**Work to do**
Collect every line in the entries below that contains the string "black", and copy each one out in full.

[START Records provided]

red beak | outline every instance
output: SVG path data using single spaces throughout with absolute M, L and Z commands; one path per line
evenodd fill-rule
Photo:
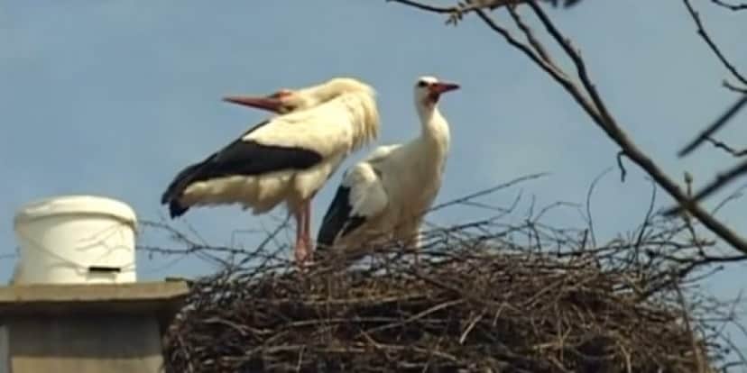
M 430 92 L 436 95 L 440 95 L 444 92 L 453 91 L 455 89 L 459 89 L 459 85 L 456 83 L 438 82 L 430 86 Z
M 282 105 L 281 100 L 275 97 L 230 96 L 223 97 L 223 101 L 254 107 L 257 109 L 267 110 L 275 114 L 280 113 L 280 107 Z

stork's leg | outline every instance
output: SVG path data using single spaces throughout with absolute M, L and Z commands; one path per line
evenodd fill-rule
M 309 203 L 300 204 L 296 215 L 296 264 L 302 267 L 311 257 L 311 239 L 309 236 Z
M 307 259 L 310 261 L 314 259 L 314 242 L 311 241 L 311 199 L 307 199 L 303 205 L 303 239 L 306 241 Z

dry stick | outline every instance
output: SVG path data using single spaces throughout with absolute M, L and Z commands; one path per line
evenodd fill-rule
M 732 181 L 734 181 L 739 176 L 745 173 L 747 173 L 747 160 L 742 161 L 742 163 L 734 166 L 726 172 L 716 175 L 715 178 L 713 181 L 711 181 L 703 189 L 701 189 L 700 192 L 695 195 L 695 197 L 693 197 L 693 202 L 695 203 L 707 198 L 714 193 L 729 185 Z M 666 210 L 664 214 L 679 214 L 681 211 L 682 206 L 678 206 Z
M 729 62 L 729 60 L 726 59 L 726 57 L 724 56 L 724 53 L 722 53 L 718 46 L 715 45 L 715 42 L 714 42 L 711 37 L 708 36 L 708 33 L 706 32 L 706 29 L 703 27 L 703 22 L 700 21 L 700 15 L 698 15 L 697 12 L 696 12 L 696 10 L 693 8 L 693 5 L 690 4 L 690 0 L 682 1 L 683 3 L 685 3 L 685 6 L 687 7 L 687 12 L 690 13 L 690 16 L 693 17 L 693 21 L 695 21 L 696 26 L 697 26 L 697 34 L 700 35 L 700 37 L 702 37 L 704 41 L 706 41 L 706 43 L 708 44 L 708 47 L 711 48 L 711 50 L 713 50 L 714 53 L 715 53 L 716 57 L 718 57 L 718 59 L 721 60 L 724 66 L 729 71 L 732 72 L 732 75 L 733 75 L 734 77 L 739 79 L 739 81 L 741 81 L 742 84 L 747 85 L 747 77 L 744 77 L 744 76 L 742 76 L 739 73 L 739 71 L 737 71 L 736 68 L 734 68 L 734 66 L 732 65 L 731 62 Z
M 734 11 L 734 12 L 741 11 L 741 10 L 747 10 L 747 3 L 732 5 L 732 4 L 728 4 L 726 2 L 724 2 L 722 0 L 711 0 L 711 3 L 714 3 L 716 5 L 723 6 L 726 9 L 729 9 L 729 10 L 732 10 L 732 11 Z
M 680 158 L 685 157 L 686 155 L 689 154 L 693 150 L 696 150 L 700 144 L 706 141 L 709 137 L 711 137 L 716 131 L 718 131 L 724 124 L 726 124 L 726 122 L 729 122 L 734 114 L 736 114 L 740 109 L 742 109 L 744 105 L 747 104 L 747 95 L 742 96 L 740 97 L 734 104 L 732 105 L 725 112 L 724 112 L 721 116 L 714 122 L 713 124 L 709 125 L 708 128 L 704 130 L 697 135 L 695 140 L 690 141 L 689 144 L 682 148 L 677 155 Z
M 553 38 L 558 41 L 563 49 L 566 50 L 566 53 L 568 54 L 571 59 L 573 59 L 574 65 L 576 65 L 578 76 L 581 78 L 584 86 L 586 90 L 590 93 L 592 98 L 596 103 L 597 107 L 600 108 L 600 112 L 602 113 L 602 118 L 598 116 L 593 117 L 595 122 L 599 125 L 599 127 L 604 131 L 607 135 L 614 141 L 620 148 L 622 148 L 625 151 L 625 155 L 632 160 L 634 163 L 638 164 L 641 168 L 643 168 L 656 182 L 659 184 L 664 190 L 667 191 L 675 200 L 677 200 L 679 204 L 686 205 L 687 208 L 690 213 L 695 216 L 700 223 L 703 223 L 706 227 L 707 227 L 711 232 L 719 236 L 721 239 L 728 242 L 732 247 L 735 250 L 742 251 L 743 253 L 747 253 L 747 241 L 743 238 L 740 237 L 736 232 L 732 231 L 729 227 L 722 223 L 720 221 L 715 219 L 713 215 L 711 215 L 708 212 L 704 210 L 696 203 L 689 203 L 687 200 L 688 198 L 679 188 L 679 186 L 671 180 L 667 175 L 648 157 L 644 154 L 638 147 L 633 144 L 633 142 L 628 138 L 628 136 L 622 132 L 622 130 L 617 125 L 616 121 L 612 118 L 612 116 L 607 112 L 606 108 L 602 102 L 601 97 L 596 93 L 596 89 L 595 88 L 594 85 L 591 83 L 591 80 L 586 73 L 586 66 L 584 61 L 581 59 L 581 57 L 578 55 L 576 50 L 570 46 L 569 42 L 567 39 L 563 37 L 562 34 L 558 31 L 555 27 L 555 24 L 549 20 L 549 18 L 545 14 L 545 13 L 540 8 L 534 1 L 530 1 L 528 3 L 530 6 L 531 6 L 532 10 L 534 10 L 535 14 L 540 17 L 542 23 L 548 29 L 549 33 L 553 36 Z M 576 100 L 578 101 L 578 100 Z M 587 111 L 588 113 L 588 111 Z M 603 121 L 603 119 L 606 119 Z M 747 163 L 745 163 L 745 168 L 747 168 Z
M 742 150 L 737 150 L 736 149 L 732 148 L 731 146 L 727 145 L 724 141 L 719 141 L 718 140 L 707 138 L 706 139 L 708 142 L 712 143 L 714 147 L 718 149 L 723 149 L 727 153 L 734 156 L 734 157 L 744 157 L 747 156 L 747 149 L 742 149 Z
M 401 4 L 408 4 L 411 6 L 413 3 L 407 0 L 391 0 Z M 645 153 L 643 153 L 629 138 L 628 135 L 620 128 L 617 122 L 606 109 L 602 98 L 596 92 L 596 88 L 591 82 L 586 72 L 586 65 L 581 59 L 581 56 L 570 45 L 567 40 L 558 30 L 555 24 L 550 21 L 548 15 L 542 9 L 535 3 L 534 0 L 528 1 L 527 4 L 532 8 L 534 13 L 538 15 L 542 24 L 552 35 L 553 39 L 560 44 L 566 54 L 570 57 L 574 65 L 576 66 L 578 77 L 581 82 L 591 96 L 594 105 L 588 101 L 585 95 L 581 92 L 580 87 L 575 83 L 571 82 L 555 64 L 549 63 L 542 59 L 535 53 L 530 47 L 517 41 L 512 36 L 508 31 L 497 23 L 495 23 L 484 11 L 477 9 L 475 12 L 493 31 L 503 35 L 509 44 L 521 50 L 545 72 L 547 72 L 552 78 L 560 86 L 562 86 L 576 100 L 576 102 L 586 112 L 586 114 L 594 120 L 594 122 L 602 129 L 607 136 L 620 146 L 624 151 L 625 155 L 632 160 L 635 164 L 640 166 L 649 176 L 653 178 L 667 193 L 669 194 L 678 203 L 686 205 L 686 208 L 695 216 L 699 222 L 703 223 L 708 230 L 715 235 L 728 242 L 734 250 L 747 253 L 747 241 L 740 237 L 736 232 L 732 231 L 729 227 L 715 219 L 708 212 L 704 210 L 701 206 L 695 203 L 689 202 L 685 193 L 672 179 L 670 179 L 657 166 Z M 422 9 L 422 7 L 419 7 Z M 447 13 L 448 11 L 438 11 L 437 13 Z

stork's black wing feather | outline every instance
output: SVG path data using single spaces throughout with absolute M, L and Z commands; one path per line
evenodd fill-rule
M 182 169 L 161 198 L 161 204 L 169 204 L 171 217 L 180 216 L 189 209 L 179 203 L 179 198 L 192 183 L 233 175 L 254 176 L 272 171 L 305 169 L 321 161 L 319 153 L 308 149 L 264 145 L 242 140 L 269 123 L 265 121 L 257 124 L 205 160 Z
M 339 237 L 344 237 L 365 223 L 365 217 L 351 215 L 350 186 L 340 186 L 327 214 L 324 214 L 319 232 L 317 234 L 317 250 L 325 250 Z

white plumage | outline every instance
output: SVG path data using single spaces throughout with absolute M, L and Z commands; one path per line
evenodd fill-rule
M 401 240 L 420 246 L 423 214 L 440 189 L 450 134 L 438 101 L 444 92 L 458 88 L 432 77 L 415 86 L 415 106 L 421 133 L 405 144 L 376 148 L 347 169 L 324 217 L 318 250 Z
M 303 261 L 311 249 L 311 198 L 346 157 L 378 135 L 375 93 L 356 79 L 337 77 L 265 97 L 226 101 L 281 114 L 185 168 L 161 203 L 177 217 L 192 206 L 228 204 L 258 214 L 285 202 L 298 224 L 296 259 Z

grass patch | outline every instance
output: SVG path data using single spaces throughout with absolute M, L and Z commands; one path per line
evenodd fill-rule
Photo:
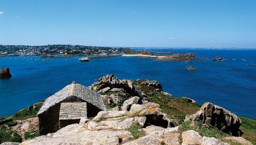
M 137 139 L 140 137 L 142 137 L 145 136 L 145 132 L 143 130 L 139 130 L 139 129 L 141 129 L 141 126 L 140 126 L 137 124 L 133 123 L 131 126 L 128 128 L 127 130 L 130 132 L 134 137 L 134 139 Z
M 256 144 L 256 120 L 246 117 L 239 117 L 242 120 L 240 129 L 244 133 L 242 137 Z
M 42 106 L 43 102 L 35 103 L 29 107 L 16 113 L 10 117 L 14 120 L 24 120 L 29 118 L 37 117 L 37 114 Z
M 97 120 L 95 121 L 96 121 L 96 122 L 99 122 L 101 121 L 105 121 L 105 120 L 106 120 L 106 118 L 102 117 L 102 118 L 99 118 L 99 119 L 98 119 L 98 120 Z
M 0 129 L 0 144 L 3 142 L 21 142 L 22 137 L 16 131 L 8 129 L 4 126 Z
M 25 139 L 32 139 L 39 136 L 39 130 L 30 130 L 26 132 L 24 135 Z
M 183 97 L 170 97 L 162 93 L 156 92 L 154 87 L 141 84 L 145 80 L 142 79 L 134 82 L 136 89 L 144 92 L 150 100 L 159 104 L 162 111 L 170 118 L 183 122 L 186 115 L 195 113 L 200 110 L 200 105 L 187 103 Z
M 209 137 L 215 137 L 222 140 L 227 136 L 227 134 L 225 133 L 217 128 L 211 126 L 205 126 L 200 122 L 192 122 L 191 121 L 184 121 L 180 126 L 180 130 L 183 132 L 188 130 L 194 130 L 200 134 L 201 136 Z

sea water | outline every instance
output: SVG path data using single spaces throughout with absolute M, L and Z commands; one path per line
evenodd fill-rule
M 89 86 L 100 77 L 113 74 L 119 79 L 156 80 L 165 92 L 175 97 L 189 97 L 200 104 L 211 102 L 237 115 L 256 119 L 256 50 L 153 50 L 194 52 L 209 60 L 190 63 L 115 57 L 81 62 L 79 57 L 0 57 L 0 68 L 8 67 L 13 75 L 0 79 L 0 116 L 12 115 L 45 99 L 73 81 Z M 212 61 L 216 56 L 226 60 Z M 187 70 L 190 66 L 196 70 Z

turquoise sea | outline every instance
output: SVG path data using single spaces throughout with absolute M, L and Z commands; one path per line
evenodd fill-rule
M 237 115 L 256 119 L 256 50 L 163 50 L 195 52 L 210 60 L 189 63 L 116 57 L 83 63 L 79 57 L 0 57 L 0 67 L 9 67 L 13 75 L 0 79 L 0 116 L 44 100 L 72 81 L 89 86 L 99 77 L 113 74 L 119 79 L 157 80 L 174 96 L 187 96 L 201 104 L 212 102 Z M 216 56 L 227 60 L 213 62 Z M 196 71 L 187 70 L 189 66 L 195 66 Z

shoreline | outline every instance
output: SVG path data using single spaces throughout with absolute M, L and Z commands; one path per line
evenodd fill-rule
M 153 57 L 153 58 L 167 58 L 167 56 L 154 56 L 154 55 L 123 55 L 123 57 Z

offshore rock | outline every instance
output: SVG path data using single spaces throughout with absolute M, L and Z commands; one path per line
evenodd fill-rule
M 211 103 L 205 103 L 200 111 L 186 119 L 211 125 L 232 136 L 243 135 L 239 129 L 241 120 L 236 114 Z
M 194 66 L 189 66 L 189 67 L 187 67 L 187 70 L 190 70 L 190 71 L 195 71 L 195 67 Z
M 0 70 L 0 78 L 9 78 L 10 77 L 12 77 L 12 74 L 10 73 L 9 68 L 6 67 Z
M 216 57 L 215 58 L 214 58 L 212 59 L 212 61 L 224 61 L 224 59 L 221 58 L 221 57 Z

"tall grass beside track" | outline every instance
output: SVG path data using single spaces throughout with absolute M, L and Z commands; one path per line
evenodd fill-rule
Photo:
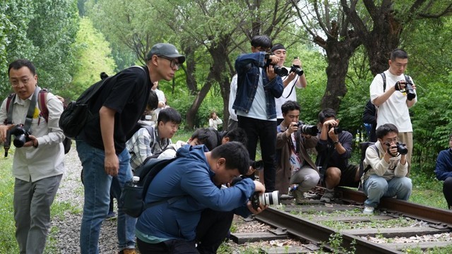
M 187 140 L 192 132 L 179 131 L 172 140 Z M 74 149 L 73 147 L 73 149 Z M 18 253 L 18 246 L 16 241 L 13 194 L 14 188 L 14 178 L 12 176 L 11 168 L 14 148 L 10 150 L 7 158 L 0 157 L 0 253 Z M 413 169 L 415 169 L 413 167 Z M 413 190 L 410 202 L 428 205 L 434 207 L 445 209 L 446 200 L 442 193 L 442 181 L 439 181 L 432 176 L 417 174 L 415 170 L 411 174 L 413 183 Z M 58 193 L 56 194 L 58 195 Z M 68 202 L 54 202 L 52 207 L 52 217 L 64 217 L 66 211 L 71 212 L 81 212 Z M 59 253 L 56 240 L 52 235 L 58 234 L 59 229 L 50 229 L 44 253 Z M 224 246 L 223 246 L 224 247 Z M 222 253 L 219 251 L 219 253 Z

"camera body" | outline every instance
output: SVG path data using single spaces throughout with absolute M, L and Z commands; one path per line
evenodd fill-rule
M 407 93 L 407 99 L 408 100 L 412 100 L 416 97 L 416 94 L 415 93 L 415 91 L 413 90 L 412 87 L 412 83 L 408 81 L 405 85 L 405 91 Z
M 256 170 L 261 171 L 261 170 L 263 169 L 263 160 L 258 160 L 258 161 L 251 160 L 249 162 L 249 165 L 253 169 L 254 169 Z
M 260 195 L 258 192 L 253 193 L 249 200 L 254 210 L 257 210 L 261 204 L 263 205 L 279 205 L 280 204 L 280 192 L 275 190 L 271 193 L 265 193 Z
M 294 59 L 297 59 L 297 58 L 298 56 L 295 56 L 294 57 Z M 303 75 L 303 73 L 304 73 L 304 71 L 303 71 L 303 69 L 300 66 L 296 66 L 293 64 L 292 65 L 292 66 L 290 66 L 290 71 L 289 72 L 295 73 L 297 75 L 299 76 Z
M 28 136 L 31 134 L 31 131 L 27 131 L 25 128 L 23 128 L 23 124 L 17 124 L 14 126 L 10 131 L 9 133 L 11 135 L 14 135 L 14 140 L 13 141 L 13 144 L 14 146 L 20 148 L 25 145 L 26 142 L 30 140 Z
M 408 153 L 408 148 L 407 148 L 405 144 L 398 142 L 396 143 L 396 145 L 397 145 L 397 152 L 400 155 L 406 155 Z
M 392 155 L 391 153 L 391 152 L 389 152 L 390 147 L 391 147 L 391 144 L 389 143 L 385 143 L 385 145 L 388 147 L 388 152 L 393 155 L 393 155 Z M 396 146 L 397 147 L 397 152 L 400 153 L 400 155 L 406 155 L 408 153 L 408 148 L 407 148 L 406 145 L 404 143 L 396 143 Z
M 270 54 L 270 56 L 273 56 L 273 54 Z M 289 71 L 287 71 L 287 70 L 285 68 L 280 67 L 276 64 L 272 64 L 271 59 L 267 59 L 267 62 L 266 63 L 265 68 L 267 68 L 270 66 L 273 66 L 273 71 L 275 71 L 275 73 L 276 73 L 278 75 L 284 77 L 287 75 L 287 74 L 289 74 Z
M 317 135 L 317 133 L 319 133 L 319 128 L 317 128 L 316 126 L 304 124 L 304 123 L 301 121 L 297 123 L 297 126 L 299 131 L 303 134 Z

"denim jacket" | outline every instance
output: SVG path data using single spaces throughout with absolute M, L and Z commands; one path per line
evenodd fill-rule
M 256 90 L 259 82 L 259 67 L 263 68 L 267 60 L 266 52 L 245 54 L 235 60 L 235 70 L 237 72 L 237 92 L 232 109 L 245 113 L 251 107 Z M 275 98 L 282 95 L 284 86 L 282 79 L 279 75 L 268 81 L 267 75 L 262 75 L 262 83 L 266 93 L 267 119 L 276 118 Z

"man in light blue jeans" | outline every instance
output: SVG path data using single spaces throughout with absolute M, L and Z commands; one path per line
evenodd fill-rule
M 89 104 L 92 116 L 76 138 L 83 167 L 85 204 L 80 234 L 82 254 L 99 253 L 100 226 L 108 214 L 110 186 L 119 197 L 131 179 L 126 141 L 145 109 L 157 107 L 153 82 L 170 81 L 185 61 L 174 45 L 159 43 L 150 49 L 144 66 L 133 66 L 107 78 Z M 135 254 L 136 219 L 118 205 L 119 254 Z
M 366 150 L 363 162 L 364 169 L 370 166 L 364 174 L 364 192 L 367 195 L 364 201 L 364 213 L 374 214 L 375 207 L 382 197 L 396 197 L 408 200 L 412 188 L 408 173 L 406 155 L 408 150 L 398 142 L 398 130 L 392 123 L 385 123 L 376 128 L 377 141 Z

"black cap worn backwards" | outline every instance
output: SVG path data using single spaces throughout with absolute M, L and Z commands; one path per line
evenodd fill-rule
M 153 55 L 163 56 L 170 59 L 177 59 L 179 64 L 182 64 L 185 61 L 185 56 L 179 54 L 176 47 L 169 43 L 157 43 L 150 49 L 146 61 L 150 60 Z

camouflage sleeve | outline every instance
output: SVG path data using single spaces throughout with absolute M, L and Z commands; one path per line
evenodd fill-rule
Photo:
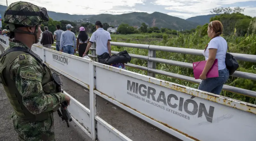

[END Records provided]

**Response for this exercise**
stork's black wing feather | outline every instance
"black cap worn backwards" | outline every instance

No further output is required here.